■ TASK PROMPT
Continue the text on global solar capacity from after its last sentence.

India has rapidly scaled to over 120 GW of solar capacity, driven by the National Solar Mission and competitive auctions that have delivered some of the world's lowest solar tariffs — as low as $0.024/kWh in recent rounds. India aims for 500 GW of renewable energy capacity by 2030, with solar as the primary contributor.
The European Union collectively hosts approximately 350 GW of solar capacity. Germany leads within Europe at roughly 100 GW, followed by Spain, Italy, and the Netherlands. The EU Solar Energy Strategy targets 750 GW of solar capacity by 2030.
Utility-Scale vs. Rooftop Solar
The solar market is split between large-scale utility installations and distributed rooftop systems, each with distinct dynamics:
- Utility-scale solar accounts for roughly 70% of global new installations by capacity. These projects benefit from economies of scale, with costs as low as $0.02–0.03/kWh in competitive auctions in the Middle East, Chile, and India. Projects in Saudi Arabia and the UAE have achieved record-low bids below $0.015/kWh.
- Rooftop and distributed solar serves residential and commercial consumers, often coupled with net metering or feed-in tariffs. While costs per watt are higher ($0.05–0.12/kWh typical), rooftop solar avoids transmission costs and provides grid resilience. Germany, Australia, and Japan lead in per-capita rooftop solar adoption.

■ ENTRIES SHOWN
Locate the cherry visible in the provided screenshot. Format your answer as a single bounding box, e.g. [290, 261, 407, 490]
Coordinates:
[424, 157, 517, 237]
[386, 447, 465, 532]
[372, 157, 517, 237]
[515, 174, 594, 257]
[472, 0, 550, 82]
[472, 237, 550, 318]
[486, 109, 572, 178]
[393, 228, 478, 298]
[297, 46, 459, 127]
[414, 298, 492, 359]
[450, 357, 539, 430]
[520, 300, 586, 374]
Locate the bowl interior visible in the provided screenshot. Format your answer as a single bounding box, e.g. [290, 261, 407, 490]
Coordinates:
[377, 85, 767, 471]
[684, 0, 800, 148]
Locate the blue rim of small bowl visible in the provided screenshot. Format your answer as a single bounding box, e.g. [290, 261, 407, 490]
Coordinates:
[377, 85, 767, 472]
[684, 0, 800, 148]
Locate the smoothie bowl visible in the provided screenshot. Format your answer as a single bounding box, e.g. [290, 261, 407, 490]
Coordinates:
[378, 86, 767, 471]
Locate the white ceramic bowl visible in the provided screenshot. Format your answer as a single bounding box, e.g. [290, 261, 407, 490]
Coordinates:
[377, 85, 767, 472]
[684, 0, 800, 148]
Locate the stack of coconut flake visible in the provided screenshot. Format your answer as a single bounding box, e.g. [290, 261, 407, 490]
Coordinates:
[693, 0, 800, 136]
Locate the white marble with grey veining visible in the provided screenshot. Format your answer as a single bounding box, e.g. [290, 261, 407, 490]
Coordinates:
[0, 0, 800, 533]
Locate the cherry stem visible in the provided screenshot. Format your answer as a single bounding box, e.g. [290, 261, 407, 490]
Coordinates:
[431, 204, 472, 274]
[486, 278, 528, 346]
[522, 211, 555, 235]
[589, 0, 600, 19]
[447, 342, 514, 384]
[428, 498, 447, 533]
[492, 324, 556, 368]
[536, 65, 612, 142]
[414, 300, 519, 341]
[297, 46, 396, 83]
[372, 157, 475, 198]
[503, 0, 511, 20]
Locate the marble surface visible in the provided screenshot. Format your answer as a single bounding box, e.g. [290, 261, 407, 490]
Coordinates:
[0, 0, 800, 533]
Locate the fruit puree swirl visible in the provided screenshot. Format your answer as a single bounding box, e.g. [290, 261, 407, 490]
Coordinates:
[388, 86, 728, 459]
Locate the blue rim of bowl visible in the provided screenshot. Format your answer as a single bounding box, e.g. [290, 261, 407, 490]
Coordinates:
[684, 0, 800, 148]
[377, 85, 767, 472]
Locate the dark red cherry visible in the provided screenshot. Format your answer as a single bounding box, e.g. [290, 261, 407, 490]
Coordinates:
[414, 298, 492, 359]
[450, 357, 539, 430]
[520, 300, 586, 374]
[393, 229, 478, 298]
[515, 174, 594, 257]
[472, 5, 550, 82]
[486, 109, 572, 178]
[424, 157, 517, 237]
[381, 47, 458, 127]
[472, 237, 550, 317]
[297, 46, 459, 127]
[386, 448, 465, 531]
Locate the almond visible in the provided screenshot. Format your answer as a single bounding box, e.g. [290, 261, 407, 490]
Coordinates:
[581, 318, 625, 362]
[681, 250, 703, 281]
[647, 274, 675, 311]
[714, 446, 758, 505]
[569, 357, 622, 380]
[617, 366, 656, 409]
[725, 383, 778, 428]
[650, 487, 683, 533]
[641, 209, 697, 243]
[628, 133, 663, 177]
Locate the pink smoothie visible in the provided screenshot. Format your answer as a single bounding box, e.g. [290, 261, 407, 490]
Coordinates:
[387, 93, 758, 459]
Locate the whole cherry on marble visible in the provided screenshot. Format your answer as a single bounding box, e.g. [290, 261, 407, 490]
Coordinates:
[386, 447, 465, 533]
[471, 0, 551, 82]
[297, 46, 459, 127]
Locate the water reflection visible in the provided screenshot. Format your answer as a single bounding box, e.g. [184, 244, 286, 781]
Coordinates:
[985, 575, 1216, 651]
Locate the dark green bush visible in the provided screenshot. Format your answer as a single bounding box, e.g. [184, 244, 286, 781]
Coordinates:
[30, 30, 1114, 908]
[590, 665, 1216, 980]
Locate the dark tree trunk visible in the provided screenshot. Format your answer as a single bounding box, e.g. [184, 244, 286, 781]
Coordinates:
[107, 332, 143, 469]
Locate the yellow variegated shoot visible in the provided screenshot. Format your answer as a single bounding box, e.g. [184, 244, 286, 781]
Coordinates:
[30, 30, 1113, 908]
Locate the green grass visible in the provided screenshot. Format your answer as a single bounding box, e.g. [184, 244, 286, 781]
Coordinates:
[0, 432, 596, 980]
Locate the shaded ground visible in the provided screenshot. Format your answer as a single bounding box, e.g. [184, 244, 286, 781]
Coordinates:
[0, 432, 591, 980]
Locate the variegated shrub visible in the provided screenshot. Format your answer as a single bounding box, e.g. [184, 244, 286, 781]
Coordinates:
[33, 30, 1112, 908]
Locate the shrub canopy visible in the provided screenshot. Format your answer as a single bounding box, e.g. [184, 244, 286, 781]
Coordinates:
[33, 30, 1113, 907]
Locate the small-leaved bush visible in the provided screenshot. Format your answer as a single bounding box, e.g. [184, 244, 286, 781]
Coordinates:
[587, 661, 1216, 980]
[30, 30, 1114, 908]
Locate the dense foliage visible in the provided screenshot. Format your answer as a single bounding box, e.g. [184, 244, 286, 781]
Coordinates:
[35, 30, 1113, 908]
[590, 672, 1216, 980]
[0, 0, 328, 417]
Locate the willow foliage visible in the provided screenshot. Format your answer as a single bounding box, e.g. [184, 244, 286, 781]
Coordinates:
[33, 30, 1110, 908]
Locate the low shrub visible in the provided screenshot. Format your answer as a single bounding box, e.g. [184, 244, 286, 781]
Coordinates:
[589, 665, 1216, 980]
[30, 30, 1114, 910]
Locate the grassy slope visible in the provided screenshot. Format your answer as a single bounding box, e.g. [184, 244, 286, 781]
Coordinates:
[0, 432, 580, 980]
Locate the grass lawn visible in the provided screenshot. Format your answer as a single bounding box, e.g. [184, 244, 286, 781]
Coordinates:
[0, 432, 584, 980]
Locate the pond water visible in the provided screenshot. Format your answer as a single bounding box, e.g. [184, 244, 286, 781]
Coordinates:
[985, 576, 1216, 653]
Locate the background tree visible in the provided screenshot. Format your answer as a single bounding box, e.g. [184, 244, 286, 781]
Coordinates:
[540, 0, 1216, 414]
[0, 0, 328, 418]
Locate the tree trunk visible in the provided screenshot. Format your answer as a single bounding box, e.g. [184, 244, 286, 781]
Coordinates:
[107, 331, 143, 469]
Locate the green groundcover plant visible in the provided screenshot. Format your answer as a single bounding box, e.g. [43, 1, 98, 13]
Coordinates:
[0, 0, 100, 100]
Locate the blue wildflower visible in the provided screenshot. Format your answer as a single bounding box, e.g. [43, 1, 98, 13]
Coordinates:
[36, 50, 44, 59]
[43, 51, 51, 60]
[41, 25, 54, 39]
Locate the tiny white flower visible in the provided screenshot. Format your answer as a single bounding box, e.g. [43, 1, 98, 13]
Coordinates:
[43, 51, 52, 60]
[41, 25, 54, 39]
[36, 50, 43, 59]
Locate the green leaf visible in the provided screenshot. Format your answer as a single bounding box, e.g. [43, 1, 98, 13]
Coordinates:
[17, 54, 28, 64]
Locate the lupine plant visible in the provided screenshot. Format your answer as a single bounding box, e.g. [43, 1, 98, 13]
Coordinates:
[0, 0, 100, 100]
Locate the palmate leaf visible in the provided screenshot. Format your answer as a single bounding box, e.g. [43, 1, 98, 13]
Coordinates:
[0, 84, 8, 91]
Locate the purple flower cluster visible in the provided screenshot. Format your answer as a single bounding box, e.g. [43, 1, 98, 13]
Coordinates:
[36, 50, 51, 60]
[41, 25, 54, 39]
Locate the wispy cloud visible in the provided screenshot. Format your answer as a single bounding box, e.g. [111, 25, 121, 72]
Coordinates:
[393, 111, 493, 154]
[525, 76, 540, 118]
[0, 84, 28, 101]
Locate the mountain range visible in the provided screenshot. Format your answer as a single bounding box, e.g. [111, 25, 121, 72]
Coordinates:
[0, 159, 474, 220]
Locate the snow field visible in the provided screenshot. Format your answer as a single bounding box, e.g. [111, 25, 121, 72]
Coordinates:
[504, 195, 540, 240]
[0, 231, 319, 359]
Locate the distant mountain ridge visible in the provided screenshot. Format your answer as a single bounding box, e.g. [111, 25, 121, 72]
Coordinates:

■ RESPONSE BOX
The balance between the two is shifting as battery storage costs decline, making rooftop-plus-storage systems increasingly attractive for energy independence and demand charge management.
Storage Integration: Solving the Intermittency Challenge
Solar's greatest limitation — its intermittent nature — is being addressed through the rapid integration of battery energy storage systems (BESS). In 2025, approximately 40% of new utility-scale solar projects in the US were co-located with battery storage, up from just 10% in 2020.
Lithium-ion battery pack prices have fallen to approximately $115/kWh, and are projected to reach $80/kWh by 2028. This makes solar-plus-storage competitive with natural gas peaker plants in most markets.
Key storage-solar milestones include:
- California's grid-scale battery fleet now exceeds 12 GW, primarily paired with solar
- Australia's Waratah Super Battery and other large-scale projects are demonstrating 4-hour+ storage economics
- China is mandating storage co-location for new solar projects in many provinces
Manufacturing and Supply Chain
The solar manufacturing supply chain is overwhelmingly concentrated in China, which produces approximately 80% of the world's polysilicon, 95% of solar wafers, 85% of solar cells, and 75% of finished modules. This concentration has created trade tensions, with the US, EU, and India implementing tariffs and domestic manufacturing incentives to diversify supply chains.
The US CHIPS-and-Science-style approach to solar manufacturing — combining IRA tax credits with Defense Production Act authorities — has attracted over $20 billion in announced US solar manufacturing investments. India's Production Linked Incentive (PLI) scheme is similarly building domestic capacity.
Despite these diversification efforts, Chinese manufacturers' cost advantages remain substantial, keeping global module prices at historic lows and accelerating deployment worldwide.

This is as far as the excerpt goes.